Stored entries
+--
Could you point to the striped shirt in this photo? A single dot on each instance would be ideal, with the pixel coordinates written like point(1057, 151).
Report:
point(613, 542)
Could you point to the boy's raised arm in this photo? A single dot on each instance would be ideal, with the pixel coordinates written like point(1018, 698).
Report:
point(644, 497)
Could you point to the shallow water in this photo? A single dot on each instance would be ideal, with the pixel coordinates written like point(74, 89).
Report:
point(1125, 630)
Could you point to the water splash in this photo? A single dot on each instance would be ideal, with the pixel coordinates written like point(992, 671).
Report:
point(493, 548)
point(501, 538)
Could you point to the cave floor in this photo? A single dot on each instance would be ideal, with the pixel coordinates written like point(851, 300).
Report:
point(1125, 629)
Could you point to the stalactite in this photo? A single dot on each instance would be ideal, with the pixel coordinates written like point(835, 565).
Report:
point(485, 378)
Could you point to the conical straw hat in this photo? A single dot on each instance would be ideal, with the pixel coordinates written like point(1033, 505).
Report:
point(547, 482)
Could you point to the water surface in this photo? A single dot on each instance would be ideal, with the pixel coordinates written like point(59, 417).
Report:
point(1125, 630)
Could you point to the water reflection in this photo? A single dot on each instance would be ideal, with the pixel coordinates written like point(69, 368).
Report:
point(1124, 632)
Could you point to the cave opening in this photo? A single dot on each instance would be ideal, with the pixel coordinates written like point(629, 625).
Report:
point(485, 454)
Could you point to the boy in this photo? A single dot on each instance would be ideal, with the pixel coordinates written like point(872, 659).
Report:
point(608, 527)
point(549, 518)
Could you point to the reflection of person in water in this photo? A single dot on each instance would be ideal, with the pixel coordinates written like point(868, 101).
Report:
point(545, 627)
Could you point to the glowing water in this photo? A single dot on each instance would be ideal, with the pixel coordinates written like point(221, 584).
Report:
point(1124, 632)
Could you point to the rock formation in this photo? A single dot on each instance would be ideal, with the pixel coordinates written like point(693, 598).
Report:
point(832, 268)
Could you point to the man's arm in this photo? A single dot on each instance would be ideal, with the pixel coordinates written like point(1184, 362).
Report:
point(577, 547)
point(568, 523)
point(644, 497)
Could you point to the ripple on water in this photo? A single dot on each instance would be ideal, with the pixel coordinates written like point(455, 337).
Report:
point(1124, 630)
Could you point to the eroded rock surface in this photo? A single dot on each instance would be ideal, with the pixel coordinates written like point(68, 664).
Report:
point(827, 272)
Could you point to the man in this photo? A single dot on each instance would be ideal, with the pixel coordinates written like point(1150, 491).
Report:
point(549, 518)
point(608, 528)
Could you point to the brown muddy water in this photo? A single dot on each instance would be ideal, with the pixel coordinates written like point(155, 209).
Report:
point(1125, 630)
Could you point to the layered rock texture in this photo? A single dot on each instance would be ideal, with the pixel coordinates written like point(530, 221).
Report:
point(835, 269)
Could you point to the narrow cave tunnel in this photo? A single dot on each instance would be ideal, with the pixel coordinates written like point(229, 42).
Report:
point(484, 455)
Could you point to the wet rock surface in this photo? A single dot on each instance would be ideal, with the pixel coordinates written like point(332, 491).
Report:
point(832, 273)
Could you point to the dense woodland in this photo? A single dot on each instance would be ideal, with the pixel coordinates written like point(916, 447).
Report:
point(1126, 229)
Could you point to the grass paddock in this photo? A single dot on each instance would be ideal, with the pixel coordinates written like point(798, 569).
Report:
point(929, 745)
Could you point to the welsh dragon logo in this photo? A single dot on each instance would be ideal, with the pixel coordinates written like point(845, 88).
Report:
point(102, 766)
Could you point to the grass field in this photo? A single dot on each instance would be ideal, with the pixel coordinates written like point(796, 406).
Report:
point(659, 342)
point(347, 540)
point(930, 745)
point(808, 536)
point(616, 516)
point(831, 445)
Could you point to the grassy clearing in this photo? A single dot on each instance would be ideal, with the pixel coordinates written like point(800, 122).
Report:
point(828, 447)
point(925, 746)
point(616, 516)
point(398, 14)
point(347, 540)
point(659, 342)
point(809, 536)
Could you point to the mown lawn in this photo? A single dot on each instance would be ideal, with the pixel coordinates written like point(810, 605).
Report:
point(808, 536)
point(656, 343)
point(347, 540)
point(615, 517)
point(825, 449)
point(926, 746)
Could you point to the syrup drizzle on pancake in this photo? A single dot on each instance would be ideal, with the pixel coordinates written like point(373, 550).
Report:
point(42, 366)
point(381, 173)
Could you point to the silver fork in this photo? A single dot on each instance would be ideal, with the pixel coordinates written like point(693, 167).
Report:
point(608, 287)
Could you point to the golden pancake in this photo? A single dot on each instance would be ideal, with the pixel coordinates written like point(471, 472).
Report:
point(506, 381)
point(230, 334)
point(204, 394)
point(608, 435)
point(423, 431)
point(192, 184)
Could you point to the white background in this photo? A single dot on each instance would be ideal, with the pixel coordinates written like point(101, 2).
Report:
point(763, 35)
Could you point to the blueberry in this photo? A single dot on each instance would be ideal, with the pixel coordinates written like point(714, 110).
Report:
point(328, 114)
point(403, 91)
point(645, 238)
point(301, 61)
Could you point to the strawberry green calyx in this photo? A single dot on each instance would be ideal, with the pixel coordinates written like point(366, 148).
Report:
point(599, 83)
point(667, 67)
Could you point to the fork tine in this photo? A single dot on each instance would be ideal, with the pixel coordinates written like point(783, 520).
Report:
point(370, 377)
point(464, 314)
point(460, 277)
+--
* Task to complete
Copy all of the lines above, word for word and in the same order.

* Result of this exercise
Could you point to the striped shirt in this photo? A single dot on each instance would be ideal, with the pixel coordinates written like point(1057, 151).
Report:
point(613, 542)
Could you point to the boy's raised arm in this photo? A single dot on each instance would be ideal, with the pixel coordinates written like point(1018, 698).
Report:
point(644, 497)
Could you point to the shallow water in this photo? A single dot on each instance would be ideal, with the pixel coordinates written like point(74, 89).
Report:
point(1125, 630)
Could you point to the water splash in this photo? A single dot on each instance would be ideal, with the pixel coordinates written like point(992, 671).
Report:
point(493, 548)
point(501, 538)
Could you point to the cave floor in this photo? A single dot on each instance would be ideal, with the pixel coordinates written like point(851, 300).
Report:
point(1125, 629)
Could you point to the stalactite in this photo? A single dot on each instance would be ideal, with the pixel coordinates written like point(835, 565).
Report:
point(485, 378)
Could you point to the conical straw hat in this photo? A single dot on each instance would be ideal, with the pixel coordinates written like point(1033, 505).
Report:
point(547, 482)
Could you point to the water surface in this photo? A single dot on each instance would be ideal, with the pixel coordinates written like point(59, 417).
Report:
point(1125, 630)
Could you point to the water reflection in this photo? A single dot on each instance would be ideal, with the pixel coordinates written like point(69, 368).
Report:
point(1124, 632)
Could you point to the cave opening in this photo? A single dot on each instance would be ideal, with the pixel coordinates written like point(629, 625).
Report:
point(485, 454)
Could you point to the boy in this photo? A single dot on each instance would be ideal, with the pixel coordinates written like point(872, 659).
Report:
point(608, 527)
point(549, 518)
Could you point to the reflection of person in water in this photo? A single dot on each instance would be ideal, with the pixel coordinates written like point(868, 101).
Report:
point(545, 627)
Could you point to the glowing water in this photo? A single dot on each instance would be ideal, with the pixel coordinates written like point(221, 584).
Report:
point(1124, 632)
Could you point to the rock formation in this photo? A single dot on each instance would be ideal, with the pixel coordinates written like point(693, 598).
Report:
point(832, 268)
Could you point to the man's arm in this photo? A single dot on each instance would be ideal, with the pixel coordinates written like point(1184, 362).
Report:
point(577, 547)
point(568, 523)
point(644, 497)
Could you point to the ripple on water in this photo? A single dot on each instance would be ideal, with the pixel coordinates written like point(455, 337).
Report:
point(1124, 630)
Could you point to the eroded rock surface in this photo? A single dot on each instance would be ideal, with the pixel coordinates written like point(68, 664).
Report:
point(827, 272)
Could you point to the man in this photo? A single dot on each instance would be ideal, with the pixel coordinates written like point(1150, 491).
Report:
point(549, 518)
point(608, 528)
Could you point to the brown muddy water in this photo? A single dot on each instance would be ideal, with the pixel coordinates written like point(155, 209).
Report:
point(1125, 630)
Could you point to the layered rock texture in this photo? A single dot on each instance would be ideal, with the pixel coordinates written like point(530, 221).
Report:
point(835, 269)
Could you point to the narrow cave tunnel in this photo? A single dot on each instance would be ideal, with the pixel coordinates written like point(229, 42).
Report:
point(484, 455)
Could you point to the wet rock surface in this photo? A single dot on each instance would be ideal, with the pixel coordinates written like point(332, 491).
Report:
point(832, 273)
Could you point to the dense woodland in this photo? A single dot on each instance would be ideal, with the pixel coordinates written like point(916, 447).
Report:
point(1126, 229)
Could you point to the grass paddock in this photo? A single dot on each instance would be ideal, with the pixel coordinates written like point(798, 569).
Report:
point(929, 745)
Could you point to the welsh dragon logo in this photo? A single dot on each instance would be ideal, with the pixel coordinates written like point(845, 88).
Report:
point(102, 766)
Could you point to the grass field in this photo? A single dot on each instance would be ideal, with the pixel coordinates written like point(796, 406).
Report:
point(659, 342)
point(347, 540)
point(930, 745)
point(808, 536)
point(616, 516)
point(831, 445)
Could you point to the grassy clearing in this photo? A single dot on each instance would be ideal, with the pixel coordinates written like point(800, 122).
Report:
point(828, 447)
point(925, 746)
point(616, 516)
point(398, 14)
point(347, 540)
point(659, 342)
point(809, 536)
Could you point to the mown lawn in this photo? A single dot on each instance would be ideal, with the pixel coordinates written like point(810, 605).
Report:
point(808, 536)
point(656, 343)
point(347, 540)
point(615, 517)
point(825, 449)
point(926, 746)
Could you point to the syrup drizzle on pancake in this photo? A single dot on each instance would be ideal, with the pixel coordinates written like point(373, 550).
Report:
point(42, 366)
point(381, 173)
Could you point to the silver fork in this photo? A single dot on each instance would be ideal, with the pixel coordinates written like point(693, 167).
Report:
point(608, 287)
Could you point to the golden pancake in this photo? A single dot on each instance would be ideal, with the pixel coordinates written like point(471, 472).
Report:
point(506, 381)
point(230, 334)
point(204, 394)
point(608, 435)
point(423, 431)
point(192, 184)
Could you point to the white background in this photo? A single dot on each instance would be ideal, with the pixel coordinates written like point(101, 2).
Report:
point(763, 35)
Could you point to the blueberry in this photo? A single dot on each instance would be ideal, with the pixel coordinates written like point(714, 110).
Report:
point(328, 114)
point(403, 91)
point(645, 238)
point(301, 61)
Could you point to the strawberry green calyx in this photo? A single dot on each instance would be ideal, with the pixel coordinates written like point(366, 148).
Report:
point(599, 83)
point(667, 67)
Could you point to the fork tine in this photo? A single dot on each instance would be ideal, with the pixel coordinates written like point(783, 520).
Report:
point(370, 377)
point(464, 314)
point(460, 277)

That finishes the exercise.